Give the lines below again exactly, starting with the line that holds "Kindly put a point on every instance of the car's front" and going on through the line that holds "Target: blue car hood".

==== Data to use

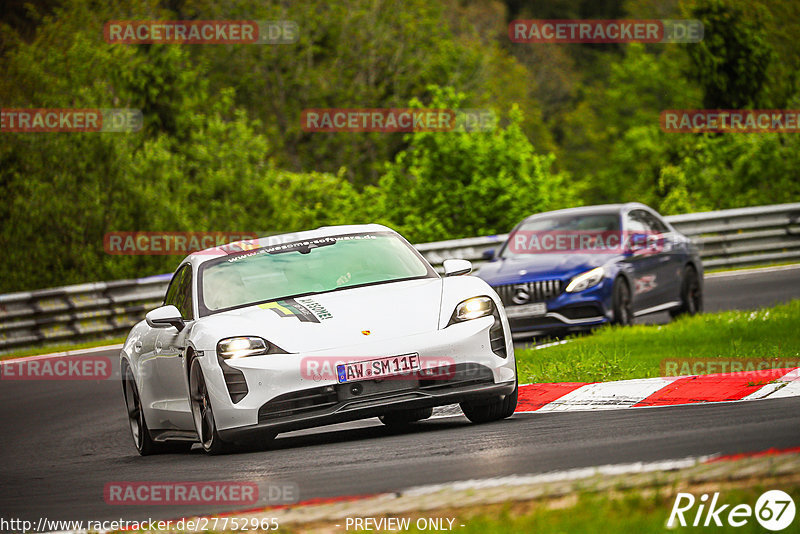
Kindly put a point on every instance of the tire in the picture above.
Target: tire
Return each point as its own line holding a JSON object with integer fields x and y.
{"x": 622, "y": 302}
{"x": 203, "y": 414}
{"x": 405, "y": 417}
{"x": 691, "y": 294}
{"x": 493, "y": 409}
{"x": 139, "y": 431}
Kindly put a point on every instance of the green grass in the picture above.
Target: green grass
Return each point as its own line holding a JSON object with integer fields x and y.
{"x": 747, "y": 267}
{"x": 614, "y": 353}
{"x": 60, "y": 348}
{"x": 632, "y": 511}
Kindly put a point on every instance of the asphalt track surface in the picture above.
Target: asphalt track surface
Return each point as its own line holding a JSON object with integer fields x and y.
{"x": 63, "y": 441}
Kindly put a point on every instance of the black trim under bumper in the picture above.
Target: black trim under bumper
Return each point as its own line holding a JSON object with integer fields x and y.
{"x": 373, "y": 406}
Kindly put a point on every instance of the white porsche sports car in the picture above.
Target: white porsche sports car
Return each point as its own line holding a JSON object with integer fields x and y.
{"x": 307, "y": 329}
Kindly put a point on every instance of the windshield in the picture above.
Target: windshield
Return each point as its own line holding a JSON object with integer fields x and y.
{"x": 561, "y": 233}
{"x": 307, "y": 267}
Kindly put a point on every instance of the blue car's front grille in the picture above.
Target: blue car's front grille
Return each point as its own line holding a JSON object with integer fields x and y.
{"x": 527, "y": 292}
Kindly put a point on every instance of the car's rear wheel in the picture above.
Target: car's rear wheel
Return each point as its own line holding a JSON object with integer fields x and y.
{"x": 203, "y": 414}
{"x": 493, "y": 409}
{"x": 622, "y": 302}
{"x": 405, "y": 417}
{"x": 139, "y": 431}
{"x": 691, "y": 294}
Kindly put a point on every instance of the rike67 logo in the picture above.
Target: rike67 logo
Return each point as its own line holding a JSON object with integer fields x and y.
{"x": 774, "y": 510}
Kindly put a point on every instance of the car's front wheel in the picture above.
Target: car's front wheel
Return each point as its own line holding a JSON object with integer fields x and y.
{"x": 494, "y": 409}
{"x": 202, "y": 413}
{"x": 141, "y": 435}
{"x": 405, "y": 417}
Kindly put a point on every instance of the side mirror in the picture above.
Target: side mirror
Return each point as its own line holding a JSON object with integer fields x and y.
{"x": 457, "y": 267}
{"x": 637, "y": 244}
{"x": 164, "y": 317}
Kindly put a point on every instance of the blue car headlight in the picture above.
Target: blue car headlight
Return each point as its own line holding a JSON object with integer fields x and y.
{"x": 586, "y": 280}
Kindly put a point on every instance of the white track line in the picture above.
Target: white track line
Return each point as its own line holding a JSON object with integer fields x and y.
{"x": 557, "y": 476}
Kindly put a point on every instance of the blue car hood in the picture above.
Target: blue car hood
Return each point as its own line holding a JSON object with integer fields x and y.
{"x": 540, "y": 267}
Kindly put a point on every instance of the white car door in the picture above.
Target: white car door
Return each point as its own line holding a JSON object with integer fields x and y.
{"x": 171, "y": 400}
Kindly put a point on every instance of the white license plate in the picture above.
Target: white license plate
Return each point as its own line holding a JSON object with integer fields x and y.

========

__Exercise result__
Kindly put a point on every instance of the car's front wheel in the picture above.
Target: car's front wheel
Return each point as its own line holding a JSON object with integer fields x and y.
{"x": 494, "y": 409}
{"x": 202, "y": 413}
{"x": 141, "y": 435}
{"x": 405, "y": 417}
Kindly put a point on every instance of the side mirror in the picture above.
Target: side mirror
Return each point as its own line holding a JSON object with integer fields x and y.
{"x": 457, "y": 267}
{"x": 637, "y": 244}
{"x": 164, "y": 317}
Kindly put a point on every instance of the blue car headlight in the picture above.
Target: blue car headlight
Return each point as its own line holding a JSON object with integer fields x and y.
{"x": 586, "y": 280}
Kindly put a point on every instance of the white track line in the picture above.
Target: white track line
Return each point as its own line holding a JSON object with integer fields x and y.
{"x": 557, "y": 476}
Kindly put a point on every instance of the blue car hood in the picture above.
Target: blue car hood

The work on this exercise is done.